## Extract to read
******
However, when it comes to interpreting the resulting data, a less experienced analyst could run into problems. Crude plant extract contains a huge number of chemical constituent which may be likely to co-elute in a chromatography spectrum. If the peaks of this spectrum are misread, it can lead to the incorrect reporting of cannabinoid content for the product in question. This discrepancy could be highly problematic if the product is being sought specifically for the action of certain cannabinoids, as is common for medicinal use.
Selection ion monitoring (SIM) LC/MS analysis for this kind of potency testing has been proposed by the authors as a potentially advantageous application here for the industry. SIM LC/MS, which monitors only the protonated molecules of the targeted cannabinoids of interest, is highly selective and could be a good solution to this challenge. The authors also note that using some other liquid chromatography method, such as ultra-high-performance liquid chromatography (UHPLC), could also go some way towards improving the separation efficiency, but that the limited sensitivity of the PDA detector would likely still cause the same problem with differentiation. LC/MS or SIM LC/MS then remain promising avenues for future investigation.
Application 2: Pesticide Testing
Medicinal cannabis products are often used by people who may be immunocompromised in some way. So, while residual pesticides may have unpleasant consequences for recreational consumers, but for the medicinal user it could have drastic and potentially life-endangering effects.
The example the review authors give is that of the fungicide myclobutanil. While it is regarded as safe for general use on other crops such as almonds, strawberries and grapes, it presents a huge risk if used on cannabis. When heat is applied — as would be the case when cannabis is smoked via cigarette — myclobutanil is converted into the very highly toxic gas, hydrogen cyanide. For reasons such as this, it is important that the analytical techniques applied to pesticide testing are as comprehensive as possible, and are able to detect pesticide traces even at a concentration of only several parts per billion (ppb).
Here, they say, mass spectrometry could be of use as methods such as SIM LC/MS allow for the determination of unknown compounds at the mid-to-low ppb range, with other MS techniques like LC/MS/MS capable of detecting even very low ppb levels of compounds in the complicated plant matrix. This is already being recognized by some state regulators who are now including LC/MS/MS as one of their approved methods for the detection and measurement of pesticides in medical marijuana.
******
## Raw data
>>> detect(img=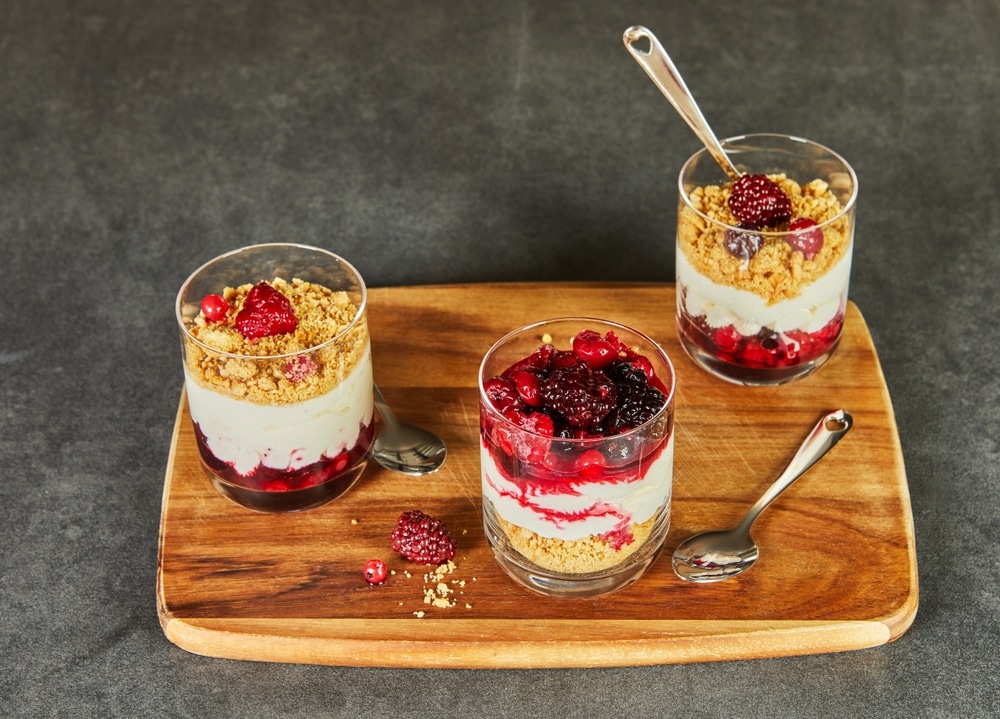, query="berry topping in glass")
[236,282,299,339]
******
## Complete the following
1. Update the cannabis testing text from the words "However, when it" through "for medicinal use.", putting "technician" in place of "analyst". Begin at the words that have "However, when it" and stop after "for medicinal use.".
2. Answer these questions from the cannabis testing text:
(a) What does SIM LC/MS monitor?
(b) Which fungicide do the review authors give as their example?
(c) Which method are some state regulators now including among their approved methods for detecting and measuring pesticides in medical marijuana?

## Answer set
1.
However, when it comes to interpreting the resulting data, a less experienced technician could run into problems. Crude plant extract contains a huge number of chemical constituent which may be likely to co-elute in a chromatography spectrum. If the peaks of this spectrum are misread, it can lead to the incorrect reporting of cannabinoid content for the product in question. This discrepancy could be highly problematic if the product is being sought specifically for the action of certain cannabinoids, as is common for medicinal use.

2.
(a) Only the protonated molecules of the targeted cannabinoids of interest.
(b) Myclobutanil.
(c) LC/MS/MS.